Your instructions - Reproduce every line of the data below, character for character, with no changes.
>> Start
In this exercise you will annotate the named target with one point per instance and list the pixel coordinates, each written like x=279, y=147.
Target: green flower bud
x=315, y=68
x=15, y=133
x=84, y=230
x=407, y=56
>> End
Final answer -
In this exercise you will annotate the named target with one point per instance and list the pixel coordinates, each written like x=279, y=147.
Target: green flower bud
x=315, y=68
x=15, y=133
x=84, y=230
x=407, y=56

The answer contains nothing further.